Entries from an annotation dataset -
......

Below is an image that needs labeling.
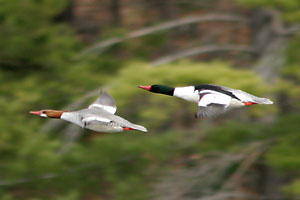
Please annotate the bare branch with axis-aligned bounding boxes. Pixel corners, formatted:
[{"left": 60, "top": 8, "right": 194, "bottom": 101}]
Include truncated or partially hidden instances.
[
  {"left": 151, "top": 45, "right": 255, "bottom": 66},
  {"left": 79, "top": 14, "right": 248, "bottom": 56}
]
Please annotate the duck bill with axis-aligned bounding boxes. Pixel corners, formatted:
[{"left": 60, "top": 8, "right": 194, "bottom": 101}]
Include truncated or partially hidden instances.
[
  {"left": 139, "top": 85, "right": 151, "bottom": 91},
  {"left": 29, "top": 111, "right": 41, "bottom": 115}
]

......

Could you return, unchanged, every line of the listing starting at the line that contains "Please annotate the duck" and ending with the final line of the listing?

Please annotate the duck bill with axis-aligned bounding boxes. Pixel corners, formatted:
[{"left": 60, "top": 8, "right": 194, "bottom": 101}]
Include truncated or partially hidden instances.
[
  {"left": 139, "top": 85, "right": 151, "bottom": 91},
  {"left": 29, "top": 111, "right": 41, "bottom": 115}
]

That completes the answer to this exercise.